Set down each of the entries below exactly as given, and leave the pictures out of your copy.
++++ ENTRIES ++++
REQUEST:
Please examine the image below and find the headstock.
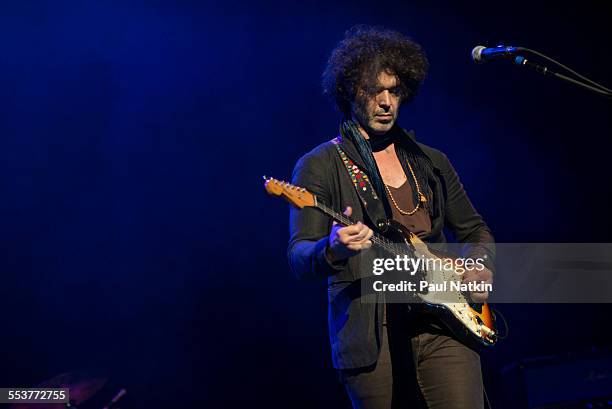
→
[264,176,317,209]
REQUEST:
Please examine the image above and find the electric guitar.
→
[264,176,498,348]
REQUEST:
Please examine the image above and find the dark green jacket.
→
[287,132,494,369]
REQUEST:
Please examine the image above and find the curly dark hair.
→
[322,25,429,116]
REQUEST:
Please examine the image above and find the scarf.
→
[340,119,435,217]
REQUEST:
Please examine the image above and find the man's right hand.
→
[327,206,374,262]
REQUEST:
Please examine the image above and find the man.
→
[288,26,494,409]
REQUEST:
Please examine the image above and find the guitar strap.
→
[331,137,385,225]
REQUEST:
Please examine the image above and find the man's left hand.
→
[461,267,493,303]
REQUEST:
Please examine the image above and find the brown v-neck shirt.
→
[383,179,431,325]
[387,179,431,237]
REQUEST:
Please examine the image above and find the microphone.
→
[472,45,521,64]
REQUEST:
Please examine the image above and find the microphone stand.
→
[514,56,612,98]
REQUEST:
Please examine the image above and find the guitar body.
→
[377,220,497,349]
[264,176,497,349]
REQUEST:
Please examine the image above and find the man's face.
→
[352,71,401,135]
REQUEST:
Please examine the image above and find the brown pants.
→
[340,310,484,409]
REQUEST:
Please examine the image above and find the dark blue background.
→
[0,0,612,408]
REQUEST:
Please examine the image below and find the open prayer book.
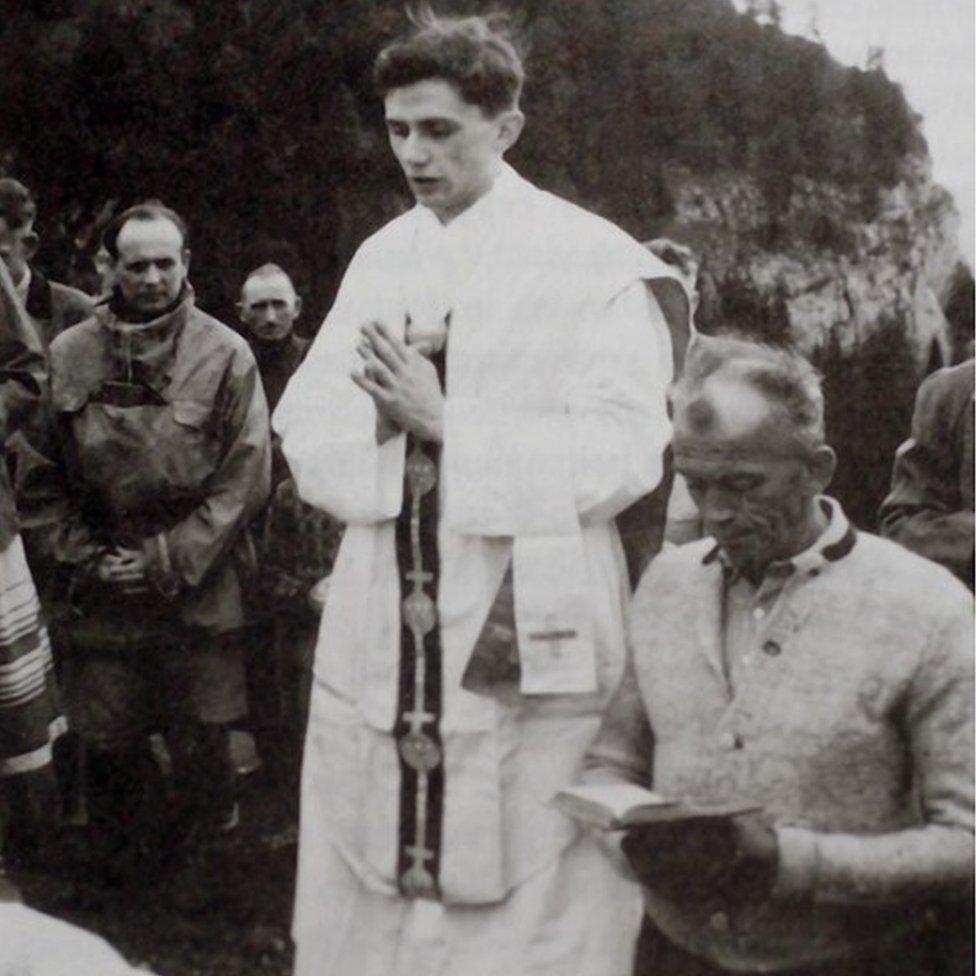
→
[550,783,759,830]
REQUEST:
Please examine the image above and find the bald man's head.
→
[672,338,835,574]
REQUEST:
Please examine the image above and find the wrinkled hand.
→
[621,813,779,905]
[352,322,444,443]
[98,546,149,596]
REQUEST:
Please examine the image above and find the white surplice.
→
[274,166,677,976]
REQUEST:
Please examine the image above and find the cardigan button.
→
[718,732,742,752]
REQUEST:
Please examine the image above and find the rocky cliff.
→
[657,152,960,368]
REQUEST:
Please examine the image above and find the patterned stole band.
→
[394,344,444,900]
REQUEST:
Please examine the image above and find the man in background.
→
[587,337,973,976]
[21,201,270,884]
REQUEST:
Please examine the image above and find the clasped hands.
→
[350,322,444,443]
[96,546,149,596]
[621,813,779,907]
++++
▸ **FULL OUTPUT**:
REQUEST:
Please examine the image below and find the headstock.
→
[264,176,317,209]
REQUEST:
Please examine the image above and find the electric guitar.
→
[264,176,498,348]
REQUEST:
Please examine the image above and find the dark green jacket.
→
[287,132,494,369]
REQUEST:
Please examine the image above and find the curly dark hair.
→
[322,25,429,116]
REQUEST:
Please examine the image above and find the scarf.
→
[340,119,435,217]
REQUEST:
Please examine the image above and find the man's right hand.
→
[327,206,374,262]
REQUEST:
Please examine the image above and find the man.
→
[288,26,494,409]
REQUEST:
Please examine the image above and find the guitar strap.
→
[331,137,385,225]
REQUEST:
Please examine the image above and find the man's left hand.
→
[461,267,493,303]
REQUEST:
Please examine the image above and find the brown v-neck shirt.
→
[383,179,431,325]
[387,179,431,237]
REQUEST:
Please examine the image above and find the microphone.
→
[472,45,521,64]
REQUEST:
Please examine the image above and find the microphone stand.
→
[514,56,612,98]
REQUEST:
Please examine the image above and find the guitar body.
→
[377,220,497,349]
[264,176,497,349]
REQUEST:
Please examine the image above and find the man's face.
→
[352,71,401,135]
REQUEST:
Please examine the image above and find the brown pants.
→
[340,310,484,409]
REQUEST:
Please examine the image above and find the dark blue background.
→
[0,0,612,408]
REQUEST:
Please examine the image below and find the open prayer book.
→
[550,783,759,830]
REQUEST:
Please examine the image above and find the bald man's head.
→
[672,338,835,574]
REQUEST:
Please examine the image above and find the wrinkled hand.
→
[621,813,779,905]
[352,322,444,443]
[98,546,149,596]
REQUEST:
Please examine the image above and find the white surplice.
→
[274,166,677,976]
REQUEST:
Please examine the image above and find the cardigan button.
→
[718,732,742,752]
REQUEST:
Please examine the image above and find the rocky cliff.
→
[657,152,960,368]
REQUEST:
Please examine the image above and find the patterned stole band.
→
[394,344,444,900]
REQUEST:
Please examine the image above and find the man in background.
→
[587,337,973,976]
[21,201,270,884]
REQUEST:
Please examine the image above and find the clasped hands.
→
[350,322,444,443]
[96,546,149,596]
[621,813,779,907]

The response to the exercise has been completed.